_Material for this task:_
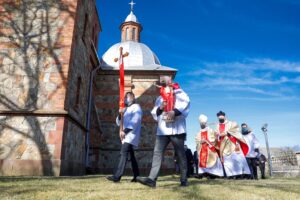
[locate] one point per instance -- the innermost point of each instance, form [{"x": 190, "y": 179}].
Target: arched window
[
  {"x": 127, "y": 34},
  {"x": 133, "y": 34}
]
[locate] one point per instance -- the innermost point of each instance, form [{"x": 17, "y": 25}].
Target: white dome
[
  {"x": 140, "y": 55},
  {"x": 131, "y": 18}
]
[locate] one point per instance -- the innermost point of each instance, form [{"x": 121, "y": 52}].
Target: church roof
[
  {"x": 131, "y": 18},
  {"x": 140, "y": 57}
]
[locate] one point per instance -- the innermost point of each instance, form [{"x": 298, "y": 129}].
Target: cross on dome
[{"x": 131, "y": 4}]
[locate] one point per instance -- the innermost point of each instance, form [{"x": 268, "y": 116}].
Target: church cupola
[{"x": 131, "y": 28}]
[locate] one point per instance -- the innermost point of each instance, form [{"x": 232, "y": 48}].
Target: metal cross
[{"x": 131, "y": 4}]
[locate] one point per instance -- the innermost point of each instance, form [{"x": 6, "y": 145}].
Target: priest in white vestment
[{"x": 129, "y": 136}]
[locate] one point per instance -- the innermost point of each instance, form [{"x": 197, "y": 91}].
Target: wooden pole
[{"x": 121, "y": 85}]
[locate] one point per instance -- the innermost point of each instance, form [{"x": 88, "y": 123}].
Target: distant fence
[{"x": 286, "y": 165}]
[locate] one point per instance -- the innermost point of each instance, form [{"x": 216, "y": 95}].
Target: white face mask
[{"x": 128, "y": 101}]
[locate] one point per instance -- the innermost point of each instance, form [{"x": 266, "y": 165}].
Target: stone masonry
[{"x": 47, "y": 52}]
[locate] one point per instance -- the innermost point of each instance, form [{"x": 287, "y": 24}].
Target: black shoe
[
  {"x": 133, "y": 180},
  {"x": 146, "y": 181},
  {"x": 184, "y": 184},
  {"x": 113, "y": 179}
]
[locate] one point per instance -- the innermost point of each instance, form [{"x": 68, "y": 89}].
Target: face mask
[
  {"x": 128, "y": 101},
  {"x": 221, "y": 121},
  {"x": 245, "y": 131},
  {"x": 163, "y": 84}
]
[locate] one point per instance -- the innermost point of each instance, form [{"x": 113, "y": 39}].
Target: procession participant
[
  {"x": 206, "y": 141},
  {"x": 253, "y": 152},
  {"x": 171, "y": 128},
  {"x": 262, "y": 164},
  {"x": 129, "y": 136},
  {"x": 232, "y": 147}
]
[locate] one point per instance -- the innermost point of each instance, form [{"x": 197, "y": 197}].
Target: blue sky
[{"x": 239, "y": 56}]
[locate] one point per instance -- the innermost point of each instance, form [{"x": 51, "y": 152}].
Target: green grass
[{"x": 97, "y": 187}]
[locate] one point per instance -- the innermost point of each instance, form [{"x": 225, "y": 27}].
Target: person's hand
[
  {"x": 122, "y": 135},
  {"x": 162, "y": 106},
  {"x": 170, "y": 115},
  {"x": 223, "y": 134},
  {"x": 121, "y": 110}
]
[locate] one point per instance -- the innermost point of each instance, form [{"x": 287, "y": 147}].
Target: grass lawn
[{"x": 97, "y": 187}]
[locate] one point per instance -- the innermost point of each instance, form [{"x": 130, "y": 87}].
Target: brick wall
[{"x": 42, "y": 54}]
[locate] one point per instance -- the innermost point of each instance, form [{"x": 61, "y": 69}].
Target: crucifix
[
  {"x": 131, "y": 4},
  {"x": 121, "y": 85}
]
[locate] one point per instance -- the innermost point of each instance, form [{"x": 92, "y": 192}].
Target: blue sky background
[{"x": 239, "y": 56}]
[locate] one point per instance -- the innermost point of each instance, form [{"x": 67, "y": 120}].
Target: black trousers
[
  {"x": 262, "y": 169},
  {"x": 253, "y": 167},
  {"x": 161, "y": 143},
  {"x": 126, "y": 149}
]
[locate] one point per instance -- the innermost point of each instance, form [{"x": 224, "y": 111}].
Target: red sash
[{"x": 204, "y": 150}]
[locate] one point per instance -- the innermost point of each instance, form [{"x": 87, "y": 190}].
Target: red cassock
[
  {"x": 169, "y": 97},
  {"x": 203, "y": 156}
]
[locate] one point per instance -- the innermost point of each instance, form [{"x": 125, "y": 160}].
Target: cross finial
[{"x": 131, "y": 4}]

_Task description:_ Print all the records again exactly; do not include any picture.

_Answer in full:_
[locate] one point per instance -- the innermost point of each instance, form [{"x": 190, "y": 179}].
Target: arched window
[
  {"x": 127, "y": 34},
  {"x": 133, "y": 34}
]
[locate] one point per instance -- the innermost point of each instance, form [{"x": 17, "y": 25}].
Target: white dome
[
  {"x": 140, "y": 55},
  {"x": 131, "y": 18}
]
[locate] one point per instance -- the innermost point of each instance, form [{"x": 121, "y": 52}].
Target: church roof
[
  {"x": 131, "y": 18},
  {"x": 140, "y": 57}
]
[locate] one point per instance -- the innermost point of each instance, form [{"x": 298, "y": 129}].
Target: cross on dome
[{"x": 131, "y": 4}]
[locate] one point per instance -- the innermost point of each instance, form [{"x": 268, "y": 116}].
Target: church cupola
[{"x": 131, "y": 28}]
[locate] one point per instance -- the innermost point of each instance, form [{"x": 232, "y": 48}].
Target: metal cross
[{"x": 131, "y": 4}]
[locate] one point per instance -- the innermost point of each instance, form [{"x": 6, "y": 145}].
Target: priest in white vestment
[{"x": 129, "y": 136}]
[locate] one point per instance -- the innermost point of each instance, form [{"x": 197, "y": 91}].
Target: wooden pole
[{"x": 121, "y": 85}]
[locate] one point per instance -- the innermost point of each instance, form [{"x": 88, "y": 123}].
Target: distant fence
[{"x": 286, "y": 165}]
[locate] one point per instance -- the innermost point of each instance, form [{"x": 216, "y": 95}].
Target: white face mask
[{"x": 128, "y": 101}]
[locate] one point per instance -- the innermost point of each instance, form [{"x": 266, "y": 165}].
Target: stone masonry
[{"x": 47, "y": 52}]
[locate] one point per instance -- the innermost point of each instance, form [{"x": 287, "y": 24}].
Target: black shoe
[
  {"x": 133, "y": 180},
  {"x": 146, "y": 181},
  {"x": 184, "y": 184},
  {"x": 113, "y": 179}
]
[locate] one point per instance -- the innermost point of each instance, form [{"x": 68, "y": 89}].
Target: face mask
[
  {"x": 128, "y": 101},
  {"x": 221, "y": 121},
  {"x": 245, "y": 131},
  {"x": 163, "y": 84}
]
[locate] one point per instance -- the innermost point of each instance, form [{"x": 113, "y": 39}].
Target: procession participant
[
  {"x": 206, "y": 141},
  {"x": 253, "y": 152},
  {"x": 171, "y": 128},
  {"x": 262, "y": 164},
  {"x": 129, "y": 136},
  {"x": 232, "y": 147}
]
[locate] one point per instance -- the innermost point of each instance, form [{"x": 197, "y": 197}].
Target: blue sky
[{"x": 239, "y": 56}]
[locate] one point per instance -- the innermost point of each instance, form [{"x": 51, "y": 152}].
Target: green grass
[{"x": 97, "y": 187}]
[locate] one point per instance -- the innermost point of each instance, form [{"x": 225, "y": 27}].
Target: person's hand
[
  {"x": 122, "y": 135},
  {"x": 162, "y": 106},
  {"x": 170, "y": 115},
  {"x": 223, "y": 134},
  {"x": 121, "y": 110}
]
[locate] one point per instance -- the innermost point of each instance, form [{"x": 287, "y": 147}].
Target: grass lawn
[{"x": 97, "y": 187}]
[locate] one point per instance -- the innermost point of each instance, form [{"x": 130, "y": 87}].
Target: brick wall
[{"x": 42, "y": 54}]
[locate] one point per instance -- the innermost point of each instance, form [{"x": 61, "y": 69}].
Target: crucifix
[
  {"x": 131, "y": 4},
  {"x": 121, "y": 85}
]
[locate] one point per instance -- the innermost point of each instance, form [{"x": 92, "y": 192}].
Target: blue sky background
[{"x": 239, "y": 56}]
[locate] one point per instance -- the innermost point of each instance, form [{"x": 67, "y": 120}].
Target: black trousers
[
  {"x": 262, "y": 169},
  {"x": 253, "y": 167},
  {"x": 161, "y": 143},
  {"x": 126, "y": 149}
]
[locate] one point per instance -- the innermost point of each instance, form [{"x": 224, "y": 111}].
Target: red sash
[{"x": 204, "y": 150}]
[locate] one point per instance -- the innermost point of each instance, form [{"x": 87, "y": 190}].
Target: red cassock
[
  {"x": 169, "y": 97},
  {"x": 203, "y": 156}
]
[locate] one point per instance -- the innermost point of each instance, form [{"x": 125, "y": 160}].
Target: cross finial
[{"x": 131, "y": 4}]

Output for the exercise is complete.